● Task: From the line with "Every instance of the sugar on" to the end of the data below, restate each line word for word, both ends included, without the pictures.

● Records for this task:
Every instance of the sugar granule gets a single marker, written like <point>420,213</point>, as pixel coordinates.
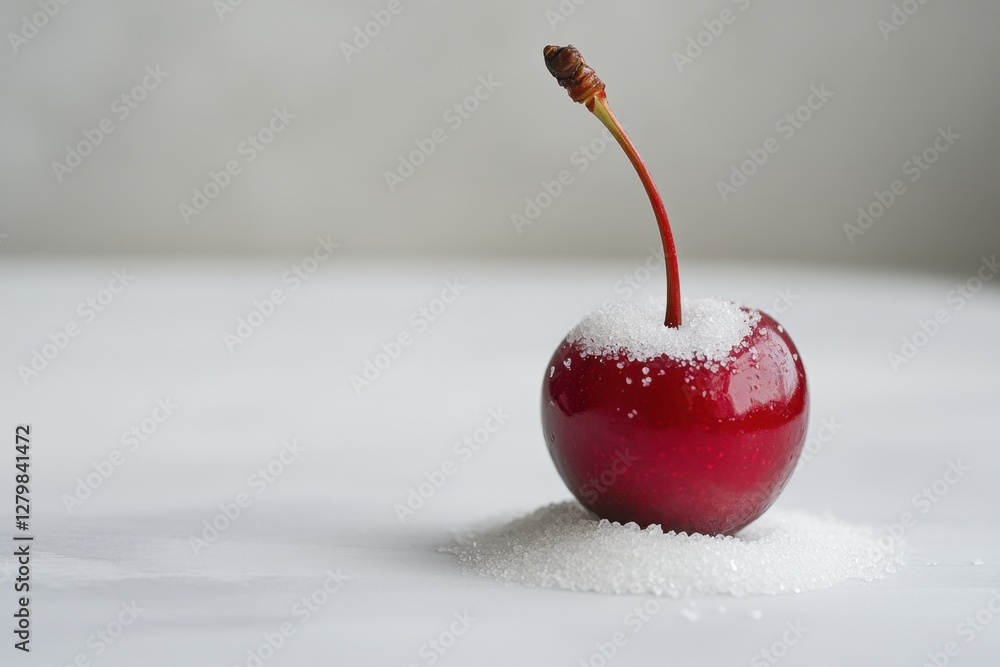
<point>564,546</point>
<point>711,330</point>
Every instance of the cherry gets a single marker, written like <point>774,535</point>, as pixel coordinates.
<point>649,431</point>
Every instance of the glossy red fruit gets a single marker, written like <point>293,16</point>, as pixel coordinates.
<point>671,443</point>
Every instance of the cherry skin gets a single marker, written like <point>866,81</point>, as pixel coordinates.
<point>675,443</point>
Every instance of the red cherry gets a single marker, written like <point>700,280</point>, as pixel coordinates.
<point>677,443</point>
<point>642,430</point>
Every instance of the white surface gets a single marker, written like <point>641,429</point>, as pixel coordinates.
<point>883,99</point>
<point>333,507</point>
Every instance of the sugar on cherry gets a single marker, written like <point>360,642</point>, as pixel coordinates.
<point>709,405</point>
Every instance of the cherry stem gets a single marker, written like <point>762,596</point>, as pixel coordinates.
<point>598,105</point>
<point>567,65</point>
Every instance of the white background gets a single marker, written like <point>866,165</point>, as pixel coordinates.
<point>851,305</point>
<point>325,172</point>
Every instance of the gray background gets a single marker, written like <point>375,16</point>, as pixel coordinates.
<point>325,173</point>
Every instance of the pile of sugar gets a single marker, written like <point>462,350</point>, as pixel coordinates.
<point>563,546</point>
<point>711,329</point>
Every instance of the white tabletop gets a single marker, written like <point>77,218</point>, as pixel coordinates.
<point>331,507</point>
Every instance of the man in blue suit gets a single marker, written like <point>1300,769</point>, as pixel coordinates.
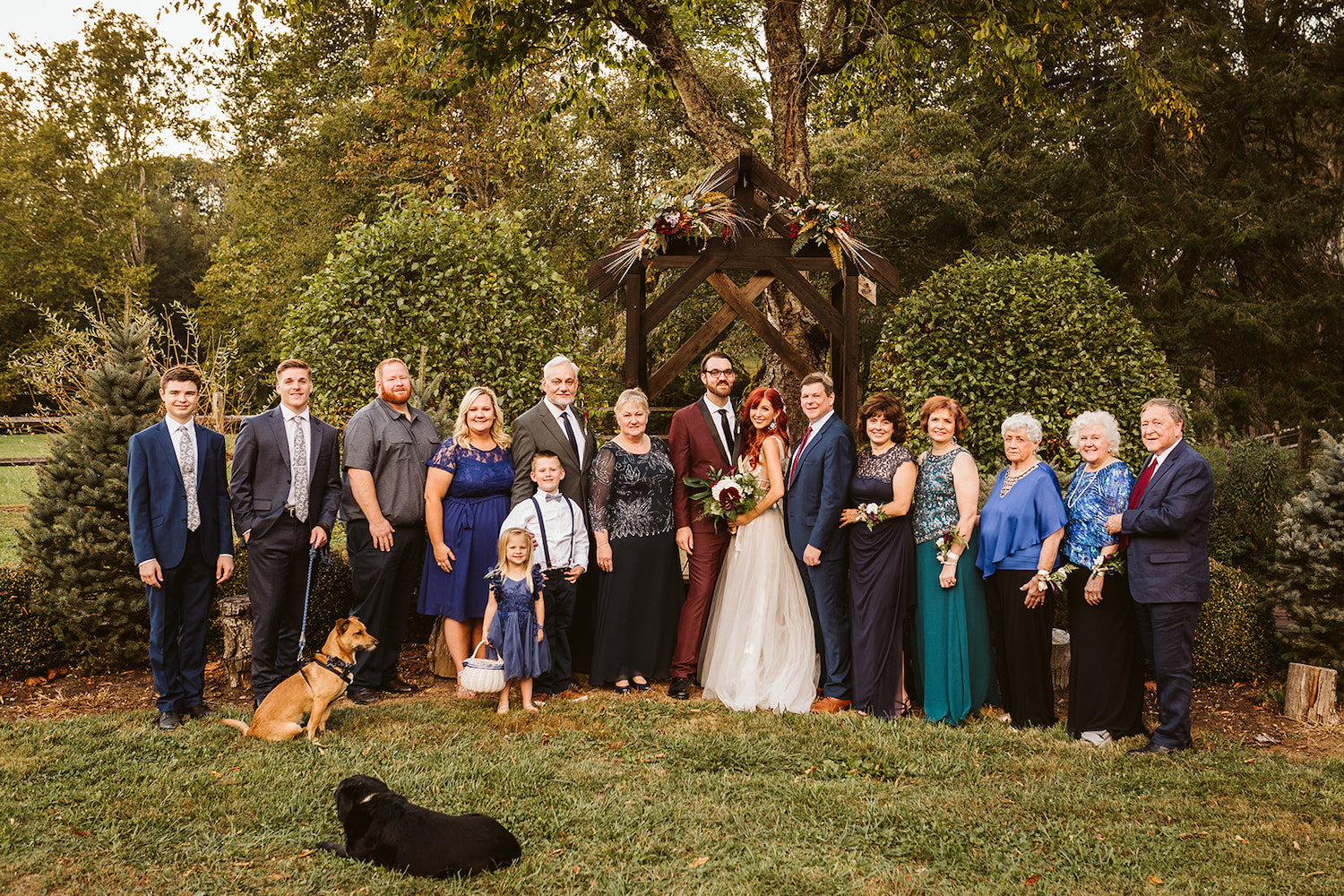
<point>817,485</point>
<point>285,493</point>
<point>180,533</point>
<point>1167,562</point>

● Response area:
Every instance of the sugar on cherry gets a single marker, written like <point>360,642</point>, as pixel coordinates.
<point>709,405</point>
Every instance of the cherry stem gets a single marker, written like <point>762,596</point>, as pixel coordinates.
<point>598,105</point>
<point>567,65</point>
Every instance of the white background gets a single marker, written like <point>866,165</point>, as pixel coordinates.
<point>851,305</point>
<point>325,172</point>
Every instance of the gray background gets a single marker, written like <point>375,16</point>, as pixel coordinates.
<point>325,173</point>
Every instance of the pile of sugar gets a single marker, written like <point>462,350</point>, as pixel coordinates.
<point>563,546</point>
<point>711,329</point>
Every instance of the white tabletop gets a single marker, written like <point>77,218</point>, as pixel coordinates.
<point>331,507</point>
Every instance of the man in blue suit gets a single marker, written like <point>1300,769</point>, as pixel coordinates.
<point>817,485</point>
<point>285,493</point>
<point>180,533</point>
<point>1167,562</point>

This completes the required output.